◆ **SET EXERCISE**: Please reproduce every one of the rows below word for word, with each line kept unchanged.
>> Begin DATASET RECORDS
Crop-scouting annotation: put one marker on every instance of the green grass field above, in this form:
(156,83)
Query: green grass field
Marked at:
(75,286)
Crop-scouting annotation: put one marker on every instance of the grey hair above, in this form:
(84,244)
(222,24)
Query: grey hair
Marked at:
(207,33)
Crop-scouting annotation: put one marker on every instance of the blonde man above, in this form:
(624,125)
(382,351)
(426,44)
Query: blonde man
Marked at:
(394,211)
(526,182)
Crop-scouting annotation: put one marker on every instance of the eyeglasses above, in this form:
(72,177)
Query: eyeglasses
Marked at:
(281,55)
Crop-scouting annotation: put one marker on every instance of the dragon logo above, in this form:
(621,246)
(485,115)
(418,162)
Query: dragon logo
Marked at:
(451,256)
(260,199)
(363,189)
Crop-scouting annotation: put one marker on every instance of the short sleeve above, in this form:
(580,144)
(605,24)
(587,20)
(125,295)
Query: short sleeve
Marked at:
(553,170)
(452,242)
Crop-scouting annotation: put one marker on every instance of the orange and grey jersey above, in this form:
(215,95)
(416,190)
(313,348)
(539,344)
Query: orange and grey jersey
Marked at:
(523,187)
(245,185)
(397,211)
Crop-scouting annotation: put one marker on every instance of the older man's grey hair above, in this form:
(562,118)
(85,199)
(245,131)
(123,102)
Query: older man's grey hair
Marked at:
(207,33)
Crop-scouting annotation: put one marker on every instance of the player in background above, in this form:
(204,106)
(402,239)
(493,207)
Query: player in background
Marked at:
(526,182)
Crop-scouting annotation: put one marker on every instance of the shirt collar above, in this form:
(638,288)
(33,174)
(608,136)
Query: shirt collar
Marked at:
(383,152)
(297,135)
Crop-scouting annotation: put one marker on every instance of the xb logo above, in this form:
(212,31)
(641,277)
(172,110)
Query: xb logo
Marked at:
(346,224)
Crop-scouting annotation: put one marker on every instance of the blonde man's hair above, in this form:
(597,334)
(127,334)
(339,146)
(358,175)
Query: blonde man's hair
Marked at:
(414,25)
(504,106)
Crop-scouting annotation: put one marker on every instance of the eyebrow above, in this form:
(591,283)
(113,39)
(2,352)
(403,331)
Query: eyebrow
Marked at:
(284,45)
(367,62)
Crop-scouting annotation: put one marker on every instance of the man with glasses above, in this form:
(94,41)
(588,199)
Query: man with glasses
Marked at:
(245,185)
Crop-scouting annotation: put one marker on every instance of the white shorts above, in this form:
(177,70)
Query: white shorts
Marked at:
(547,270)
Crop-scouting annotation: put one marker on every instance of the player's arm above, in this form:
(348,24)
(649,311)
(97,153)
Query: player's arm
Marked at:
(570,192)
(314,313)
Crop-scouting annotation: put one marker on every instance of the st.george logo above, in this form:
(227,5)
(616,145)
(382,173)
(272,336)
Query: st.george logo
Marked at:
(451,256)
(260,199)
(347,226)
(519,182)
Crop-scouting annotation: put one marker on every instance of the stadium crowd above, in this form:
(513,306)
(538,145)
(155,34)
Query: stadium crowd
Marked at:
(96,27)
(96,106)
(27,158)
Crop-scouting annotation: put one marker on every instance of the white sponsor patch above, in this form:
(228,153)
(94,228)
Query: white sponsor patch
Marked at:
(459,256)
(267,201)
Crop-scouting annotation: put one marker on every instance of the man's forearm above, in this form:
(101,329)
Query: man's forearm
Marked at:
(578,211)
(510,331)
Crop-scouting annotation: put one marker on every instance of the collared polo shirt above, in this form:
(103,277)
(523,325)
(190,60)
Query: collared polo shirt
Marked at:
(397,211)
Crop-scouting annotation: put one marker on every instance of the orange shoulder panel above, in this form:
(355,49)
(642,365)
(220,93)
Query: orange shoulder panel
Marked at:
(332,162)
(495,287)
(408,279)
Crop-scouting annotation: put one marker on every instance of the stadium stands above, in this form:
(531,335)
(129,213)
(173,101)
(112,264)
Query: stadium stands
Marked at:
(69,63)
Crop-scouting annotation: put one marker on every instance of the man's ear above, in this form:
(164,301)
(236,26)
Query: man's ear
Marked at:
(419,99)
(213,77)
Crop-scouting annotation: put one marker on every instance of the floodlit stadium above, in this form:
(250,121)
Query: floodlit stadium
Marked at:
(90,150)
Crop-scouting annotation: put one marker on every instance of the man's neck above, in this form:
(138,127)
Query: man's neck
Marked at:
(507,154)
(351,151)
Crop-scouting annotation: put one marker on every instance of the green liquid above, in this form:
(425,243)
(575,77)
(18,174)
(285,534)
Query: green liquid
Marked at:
>> End DATASET RECORDS
◆ **THE RESULT**:
Crop-scouting annotation: put one marker on every instance of the green grass field above, in this form:
(156,83)
Query: green grass field
Marked at:
(75,286)
Crop-scouting annotation: put one marker on every instance of the grey hair above, in this form:
(84,244)
(222,24)
Query: grey hair
Marked at:
(207,33)
Crop-scouting annotation: put one marker on every instance of the blonde man above, in this form:
(624,125)
(382,351)
(426,44)
Query: blonde man
Marked at:
(394,211)
(526,182)
Crop-scouting annotation: put one marker on every instance of the eyeglasses above, in this form:
(72,177)
Query: eyeglasses
Marked at:
(281,55)
Crop-scouting annotation: put one marker on every instance of the dragon logo above, in this form:
(621,246)
(485,115)
(418,162)
Query: dragon logo
Marked at:
(451,256)
(260,199)
(363,189)
Crop-scouting annotation: put one marker on every instance of the short sleeve above, in this form:
(580,144)
(605,24)
(587,20)
(125,295)
Query: short sleeve
Marked at:
(553,170)
(452,242)
Crop-scouting annotation: put one marker on every instance of the orange and grey jersey above, in this form:
(215,95)
(416,190)
(313,348)
(539,344)
Query: orange and grey jersey
Marked at:
(523,187)
(245,185)
(397,211)
Crop-scouting annotation: put one marker on every instance of the older man's grey hair above, in this form:
(562,118)
(85,199)
(245,131)
(123,102)
Query: older man's grey hair
Marked at:
(207,33)
Crop-scouting annotation: put one marker on every instance of the player in background above, in this form:
(204,106)
(402,239)
(493,207)
Query: player in background
Marked at:
(526,182)
Crop-scouting annotation: put one marker on every instance of the shirt collar above, in this form:
(638,288)
(33,174)
(608,136)
Query: shirt collar
Marked at:
(383,152)
(297,135)
Crop-scouting annotation: put one marker on every instance of the xb logo above, in this form:
(212,31)
(641,277)
(172,110)
Query: xb logo
Marked at:
(346,224)
Crop-scouting annotation: put one marker on every instance of the blonde man's hair above, in this form:
(597,334)
(127,334)
(339,146)
(358,175)
Query: blonde man's hair
Marked at:
(414,25)
(504,106)
Crop-scouting annotation: put one marker on every instance of the eyebrow above, in this form:
(591,283)
(113,39)
(2,352)
(403,331)
Query: eyebrow
Marked at:
(284,45)
(367,62)
Crop-scouting annotation: put one marker on every instance of the man with glasses above, in this form:
(94,41)
(588,199)
Query: man with glasses
Marked at:
(245,185)
Crop-scouting annotation: put one marker on every instance of the white shorts above, in this form:
(177,70)
Query: white shorts
Marked at:
(547,270)
Crop-scouting annotation: put one marker on every instance of the player's arm above, in this form:
(348,24)
(649,311)
(97,153)
Query: player's arm
Marked at:
(570,192)
(314,313)
Crop-scouting annotation: put one marker on every instance of the st.george logo above, in this form:
(227,5)
(616,145)
(382,173)
(272,336)
Query: st.george logo
Marked at:
(451,256)
(260,199)
(347,226)
(519,182)
Crop-scouting annotation: put one marker on every instance of the stadium crowd above, in this form:
(513,306)
(538,145)
(155,34)
Query: stadium crowd
Marked at:
(96,27)
(96,106)
(27,158)
Crop-scouting annotation: put one marker on every instance of the white sponsor patch above, in this form:
(228,153)
(94,228)
Query: white sponsor patch
Marked at:
(459,256)
(267,201)
Crop-scouting annotation: put one marker on every instance of the man's forearm above, in this form:
(101,329)
Query: man's forearm
Marked at:
(578,211)
(510,331)
Crop-scouting annotation: put one marker on every instance of the collared polo shirt above, in this form:
(103,277)
(523,325)
(190,60)
Query: collared polo shirt
Marked at:
(397,211)
Crop-scouting annotation: put one marker on every instance of the orange shoulder panel above, in this form:
(355,49)
(642,365)
(220,93)
Query: orange shoulder panel
Marked at:
(332,162)
(495,287)
(408,279)
Crop-scouting annotation: put one marker on every instance of the stadium stands above, in this form:
(531,335)
(129,213)
(173,101)
(112,264)
Query: stadium stands
Marked at:
(69,63)
Crop-scouting annotation: put one marker on every instance of the man's ear above, in this form:
(164,301)
(236,26)
Query: man's ear
Marked at:
(419,99)
(213,77)
Crop-scouting annotation: put one marker on every instance of the floodlit stadium above, in this form:
(250,121)
Query: floodlit stadium
Marked at:
(90,150)
Crop-scouting annotation: put one marker on every instance of the man's neck above, in this form:
(138,127)
Query: man's neck
Marked at:
(507,154)
(351,151)
Crop-scouting annotation: put one marker on every instance of the green liquid above, in this form:
(425,243)
(575,77)
(18,174)
(285,534)
Query: green liquid
Marked at:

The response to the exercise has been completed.